— DIRECTIONS —
In the records below, locate the line containing "Where can the groom's hand", then output that line and all later lines exactly, through the last one.

·····

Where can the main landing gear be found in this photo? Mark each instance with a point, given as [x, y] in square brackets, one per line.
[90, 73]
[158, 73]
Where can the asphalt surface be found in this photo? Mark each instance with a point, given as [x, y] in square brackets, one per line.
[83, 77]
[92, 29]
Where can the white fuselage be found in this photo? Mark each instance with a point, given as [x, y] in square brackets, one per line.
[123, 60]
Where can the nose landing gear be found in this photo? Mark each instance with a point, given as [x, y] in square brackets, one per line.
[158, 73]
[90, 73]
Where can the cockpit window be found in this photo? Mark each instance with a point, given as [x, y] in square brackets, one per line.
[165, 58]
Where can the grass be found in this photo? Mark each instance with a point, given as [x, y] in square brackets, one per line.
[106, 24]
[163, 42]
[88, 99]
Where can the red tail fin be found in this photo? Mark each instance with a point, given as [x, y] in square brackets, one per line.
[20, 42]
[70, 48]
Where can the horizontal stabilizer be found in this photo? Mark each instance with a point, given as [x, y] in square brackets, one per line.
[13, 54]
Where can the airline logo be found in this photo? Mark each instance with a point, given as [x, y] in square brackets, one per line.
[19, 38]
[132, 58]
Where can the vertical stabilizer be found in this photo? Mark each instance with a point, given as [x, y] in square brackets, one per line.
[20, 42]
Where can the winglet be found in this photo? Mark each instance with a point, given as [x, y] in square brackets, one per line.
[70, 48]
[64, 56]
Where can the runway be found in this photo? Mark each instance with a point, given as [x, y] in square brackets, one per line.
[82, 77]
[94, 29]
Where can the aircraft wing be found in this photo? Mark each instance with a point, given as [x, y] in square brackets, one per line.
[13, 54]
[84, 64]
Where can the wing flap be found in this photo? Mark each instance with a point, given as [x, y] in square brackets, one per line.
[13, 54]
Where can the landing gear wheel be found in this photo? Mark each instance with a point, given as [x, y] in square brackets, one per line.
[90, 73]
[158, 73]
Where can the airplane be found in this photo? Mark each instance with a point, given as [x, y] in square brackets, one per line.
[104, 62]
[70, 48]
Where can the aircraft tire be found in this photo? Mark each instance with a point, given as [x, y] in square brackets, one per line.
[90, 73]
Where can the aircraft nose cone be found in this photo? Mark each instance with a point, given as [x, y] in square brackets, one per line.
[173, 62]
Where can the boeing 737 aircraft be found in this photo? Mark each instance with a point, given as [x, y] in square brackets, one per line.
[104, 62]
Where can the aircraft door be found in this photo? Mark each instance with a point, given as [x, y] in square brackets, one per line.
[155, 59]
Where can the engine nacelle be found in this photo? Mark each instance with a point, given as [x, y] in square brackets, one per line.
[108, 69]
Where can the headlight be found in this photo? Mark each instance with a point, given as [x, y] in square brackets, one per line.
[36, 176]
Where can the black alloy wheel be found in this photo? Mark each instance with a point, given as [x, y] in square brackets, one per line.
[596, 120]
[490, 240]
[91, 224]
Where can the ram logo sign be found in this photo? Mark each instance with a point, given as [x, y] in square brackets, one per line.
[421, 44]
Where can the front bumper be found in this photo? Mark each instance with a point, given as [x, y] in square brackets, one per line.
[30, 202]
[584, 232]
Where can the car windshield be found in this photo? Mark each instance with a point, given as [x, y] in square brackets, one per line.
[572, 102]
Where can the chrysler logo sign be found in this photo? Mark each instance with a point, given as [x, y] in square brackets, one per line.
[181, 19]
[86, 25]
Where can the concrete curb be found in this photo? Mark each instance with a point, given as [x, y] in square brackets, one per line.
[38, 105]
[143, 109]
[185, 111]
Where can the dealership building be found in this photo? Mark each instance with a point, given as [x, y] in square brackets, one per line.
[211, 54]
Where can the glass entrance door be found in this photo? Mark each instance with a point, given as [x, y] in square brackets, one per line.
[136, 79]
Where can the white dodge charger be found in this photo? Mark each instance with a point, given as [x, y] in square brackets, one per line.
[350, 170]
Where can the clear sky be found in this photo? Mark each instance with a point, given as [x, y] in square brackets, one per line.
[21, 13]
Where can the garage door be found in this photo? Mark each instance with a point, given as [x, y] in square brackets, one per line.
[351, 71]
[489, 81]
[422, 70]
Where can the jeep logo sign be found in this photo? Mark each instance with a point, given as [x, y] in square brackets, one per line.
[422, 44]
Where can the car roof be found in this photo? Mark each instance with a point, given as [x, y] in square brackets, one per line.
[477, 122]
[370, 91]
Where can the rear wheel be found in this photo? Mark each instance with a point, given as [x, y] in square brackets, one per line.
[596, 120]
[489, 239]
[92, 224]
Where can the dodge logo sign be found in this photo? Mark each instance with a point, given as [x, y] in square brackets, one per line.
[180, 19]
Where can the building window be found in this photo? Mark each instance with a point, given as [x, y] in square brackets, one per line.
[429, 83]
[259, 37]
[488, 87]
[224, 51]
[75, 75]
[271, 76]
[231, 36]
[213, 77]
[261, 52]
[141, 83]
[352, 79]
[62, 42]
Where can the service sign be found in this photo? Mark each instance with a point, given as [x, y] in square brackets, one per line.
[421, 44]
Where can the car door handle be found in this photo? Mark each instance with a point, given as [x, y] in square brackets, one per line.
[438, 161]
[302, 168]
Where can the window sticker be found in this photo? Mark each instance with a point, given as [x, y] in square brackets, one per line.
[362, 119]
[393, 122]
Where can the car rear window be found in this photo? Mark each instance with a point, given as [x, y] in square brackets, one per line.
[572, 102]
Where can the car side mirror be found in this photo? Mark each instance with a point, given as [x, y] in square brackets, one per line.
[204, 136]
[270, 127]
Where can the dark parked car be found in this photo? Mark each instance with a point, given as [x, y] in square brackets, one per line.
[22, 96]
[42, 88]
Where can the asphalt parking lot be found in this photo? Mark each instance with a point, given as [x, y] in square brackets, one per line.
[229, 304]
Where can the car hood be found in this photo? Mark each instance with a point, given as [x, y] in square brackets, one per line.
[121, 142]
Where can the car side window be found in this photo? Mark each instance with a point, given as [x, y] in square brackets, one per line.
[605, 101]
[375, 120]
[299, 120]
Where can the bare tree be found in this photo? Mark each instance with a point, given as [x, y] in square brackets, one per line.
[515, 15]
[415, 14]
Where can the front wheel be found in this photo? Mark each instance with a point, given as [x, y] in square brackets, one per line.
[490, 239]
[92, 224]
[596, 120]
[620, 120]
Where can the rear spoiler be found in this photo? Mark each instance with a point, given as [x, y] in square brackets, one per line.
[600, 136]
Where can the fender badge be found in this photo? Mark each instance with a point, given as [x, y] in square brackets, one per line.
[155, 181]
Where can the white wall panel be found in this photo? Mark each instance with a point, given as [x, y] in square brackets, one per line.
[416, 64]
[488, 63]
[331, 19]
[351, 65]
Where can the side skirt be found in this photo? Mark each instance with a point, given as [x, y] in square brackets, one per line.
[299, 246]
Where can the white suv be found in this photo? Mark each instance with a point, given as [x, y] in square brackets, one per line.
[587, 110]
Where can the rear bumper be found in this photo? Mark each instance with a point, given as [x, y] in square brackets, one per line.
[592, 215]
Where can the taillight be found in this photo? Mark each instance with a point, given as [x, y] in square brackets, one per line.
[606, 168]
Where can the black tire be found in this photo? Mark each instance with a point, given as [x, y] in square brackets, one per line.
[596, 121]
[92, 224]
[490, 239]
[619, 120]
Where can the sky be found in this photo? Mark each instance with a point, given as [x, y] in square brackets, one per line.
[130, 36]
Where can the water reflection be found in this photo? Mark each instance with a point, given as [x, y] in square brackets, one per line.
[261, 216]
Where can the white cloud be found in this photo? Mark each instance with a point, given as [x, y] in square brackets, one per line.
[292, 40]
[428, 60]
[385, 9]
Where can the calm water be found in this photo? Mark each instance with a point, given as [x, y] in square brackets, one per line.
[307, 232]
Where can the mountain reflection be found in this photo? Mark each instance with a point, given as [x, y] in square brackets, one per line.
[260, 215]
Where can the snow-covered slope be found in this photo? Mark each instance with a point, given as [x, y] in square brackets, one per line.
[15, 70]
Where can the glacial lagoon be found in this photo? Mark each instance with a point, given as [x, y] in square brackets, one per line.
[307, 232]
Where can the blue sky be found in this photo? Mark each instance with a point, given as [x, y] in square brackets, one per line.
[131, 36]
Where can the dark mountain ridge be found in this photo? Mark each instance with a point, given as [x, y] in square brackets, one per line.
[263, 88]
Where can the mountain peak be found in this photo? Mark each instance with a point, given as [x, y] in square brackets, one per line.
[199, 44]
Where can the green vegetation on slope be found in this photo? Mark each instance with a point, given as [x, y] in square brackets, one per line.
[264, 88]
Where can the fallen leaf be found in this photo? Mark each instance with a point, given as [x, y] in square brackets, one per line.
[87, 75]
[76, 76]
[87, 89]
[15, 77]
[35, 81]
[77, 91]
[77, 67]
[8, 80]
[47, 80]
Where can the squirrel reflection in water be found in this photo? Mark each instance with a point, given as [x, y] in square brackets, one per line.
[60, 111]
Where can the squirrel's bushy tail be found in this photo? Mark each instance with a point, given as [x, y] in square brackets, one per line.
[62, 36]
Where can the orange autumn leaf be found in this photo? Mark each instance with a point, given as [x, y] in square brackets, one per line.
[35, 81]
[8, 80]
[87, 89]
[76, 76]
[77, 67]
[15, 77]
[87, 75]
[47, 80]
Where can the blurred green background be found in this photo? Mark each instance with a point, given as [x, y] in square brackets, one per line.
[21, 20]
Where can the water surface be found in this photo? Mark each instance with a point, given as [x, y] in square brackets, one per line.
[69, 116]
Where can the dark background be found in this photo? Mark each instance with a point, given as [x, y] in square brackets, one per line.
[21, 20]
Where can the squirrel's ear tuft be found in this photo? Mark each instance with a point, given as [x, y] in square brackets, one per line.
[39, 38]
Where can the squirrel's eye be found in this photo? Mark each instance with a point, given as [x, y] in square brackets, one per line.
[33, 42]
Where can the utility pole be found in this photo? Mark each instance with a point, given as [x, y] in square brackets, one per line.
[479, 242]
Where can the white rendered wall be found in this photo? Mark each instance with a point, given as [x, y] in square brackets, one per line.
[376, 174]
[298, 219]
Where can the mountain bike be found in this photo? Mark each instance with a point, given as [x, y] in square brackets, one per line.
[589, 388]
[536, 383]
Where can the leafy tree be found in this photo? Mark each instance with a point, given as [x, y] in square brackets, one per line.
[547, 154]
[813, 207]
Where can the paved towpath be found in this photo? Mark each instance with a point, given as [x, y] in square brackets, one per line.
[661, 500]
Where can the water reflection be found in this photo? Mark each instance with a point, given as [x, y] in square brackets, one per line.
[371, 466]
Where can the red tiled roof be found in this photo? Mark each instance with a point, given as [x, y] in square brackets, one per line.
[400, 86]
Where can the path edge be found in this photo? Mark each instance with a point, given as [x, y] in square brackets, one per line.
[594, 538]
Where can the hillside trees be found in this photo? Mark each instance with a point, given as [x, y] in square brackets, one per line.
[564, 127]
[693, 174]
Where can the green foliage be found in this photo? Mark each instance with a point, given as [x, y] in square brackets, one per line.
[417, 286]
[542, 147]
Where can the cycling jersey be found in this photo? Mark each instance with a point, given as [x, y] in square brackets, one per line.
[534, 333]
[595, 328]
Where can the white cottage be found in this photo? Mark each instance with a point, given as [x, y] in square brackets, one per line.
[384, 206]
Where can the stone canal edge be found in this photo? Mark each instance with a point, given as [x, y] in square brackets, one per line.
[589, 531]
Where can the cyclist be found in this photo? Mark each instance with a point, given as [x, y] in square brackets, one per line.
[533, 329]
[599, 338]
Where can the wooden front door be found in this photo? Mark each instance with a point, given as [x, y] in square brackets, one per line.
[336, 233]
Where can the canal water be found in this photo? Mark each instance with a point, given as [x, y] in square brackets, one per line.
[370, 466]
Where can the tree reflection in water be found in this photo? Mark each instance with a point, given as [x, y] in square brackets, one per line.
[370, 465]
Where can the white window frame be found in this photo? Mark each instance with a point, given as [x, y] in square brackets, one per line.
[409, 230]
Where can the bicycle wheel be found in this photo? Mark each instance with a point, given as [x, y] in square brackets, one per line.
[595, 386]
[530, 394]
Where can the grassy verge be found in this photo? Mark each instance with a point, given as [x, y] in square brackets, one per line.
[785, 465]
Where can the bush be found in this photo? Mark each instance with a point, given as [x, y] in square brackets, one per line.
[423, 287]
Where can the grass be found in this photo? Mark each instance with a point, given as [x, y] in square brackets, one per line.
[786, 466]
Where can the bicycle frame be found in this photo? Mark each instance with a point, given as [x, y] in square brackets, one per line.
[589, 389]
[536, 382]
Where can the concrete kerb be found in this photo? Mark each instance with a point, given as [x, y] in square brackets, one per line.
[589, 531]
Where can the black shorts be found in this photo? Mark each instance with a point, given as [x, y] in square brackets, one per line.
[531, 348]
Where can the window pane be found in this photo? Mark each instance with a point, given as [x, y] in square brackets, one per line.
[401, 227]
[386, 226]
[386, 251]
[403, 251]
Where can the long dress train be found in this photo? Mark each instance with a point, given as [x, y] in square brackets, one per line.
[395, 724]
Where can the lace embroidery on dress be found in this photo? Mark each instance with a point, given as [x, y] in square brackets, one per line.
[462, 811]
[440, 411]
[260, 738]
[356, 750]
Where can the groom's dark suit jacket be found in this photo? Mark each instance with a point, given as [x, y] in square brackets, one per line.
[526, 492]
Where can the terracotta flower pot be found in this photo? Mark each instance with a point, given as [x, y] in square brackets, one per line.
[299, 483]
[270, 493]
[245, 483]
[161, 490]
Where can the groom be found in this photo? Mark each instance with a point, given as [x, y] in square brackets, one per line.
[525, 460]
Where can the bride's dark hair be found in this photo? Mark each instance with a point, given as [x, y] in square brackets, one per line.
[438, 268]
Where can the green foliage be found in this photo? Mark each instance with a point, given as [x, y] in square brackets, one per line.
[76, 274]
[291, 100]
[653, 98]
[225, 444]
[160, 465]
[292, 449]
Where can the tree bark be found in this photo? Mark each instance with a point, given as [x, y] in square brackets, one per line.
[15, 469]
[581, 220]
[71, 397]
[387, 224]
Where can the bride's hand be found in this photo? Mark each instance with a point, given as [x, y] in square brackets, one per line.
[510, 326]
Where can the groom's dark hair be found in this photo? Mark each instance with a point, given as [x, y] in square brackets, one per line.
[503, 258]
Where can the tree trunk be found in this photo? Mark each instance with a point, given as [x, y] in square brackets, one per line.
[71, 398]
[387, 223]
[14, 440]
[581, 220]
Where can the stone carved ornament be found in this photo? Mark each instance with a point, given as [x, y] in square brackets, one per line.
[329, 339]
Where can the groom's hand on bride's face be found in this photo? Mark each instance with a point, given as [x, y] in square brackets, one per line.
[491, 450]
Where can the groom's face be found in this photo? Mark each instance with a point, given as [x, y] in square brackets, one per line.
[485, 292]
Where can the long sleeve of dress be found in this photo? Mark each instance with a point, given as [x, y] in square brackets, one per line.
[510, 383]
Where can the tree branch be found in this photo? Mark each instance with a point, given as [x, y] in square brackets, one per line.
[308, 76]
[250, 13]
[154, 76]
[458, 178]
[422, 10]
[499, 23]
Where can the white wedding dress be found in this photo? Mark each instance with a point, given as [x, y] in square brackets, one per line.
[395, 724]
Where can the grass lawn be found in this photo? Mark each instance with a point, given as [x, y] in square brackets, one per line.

·····

— ANSWER TO THE EXERCISE —
Where can the groom's hand on bride's face be found in this photo? Mark each instance with a point, given as [x, y] in square brackets, one per line.
[491, 450]
Where can the groom's face be found in this photo? Mark each instance with a point, given as [x, y] in square brackets, one per line.
[485, 292]
Where can the long sleeve of dress be found in this photo? Mark each instance with a point, given as [x, y] in square brackets, one per line.
[510, 383]
Where can the tree branch be found in this photo? Mark each instance with a point, given as [x, y] in square brackets, one per line.
[308, 76]
[250, 13]
[154, 76]
[458, 178]
[422, 10]
[499, 23]
Where can the white wedding dress be found in this photo? Mark each instance with a point, given as [x, y] in square brackets, one per line.
[395, 724]
Where can the grass lawn be found in this photo? Mark each instance with a point, given as [x, y] in square brackets, one per line.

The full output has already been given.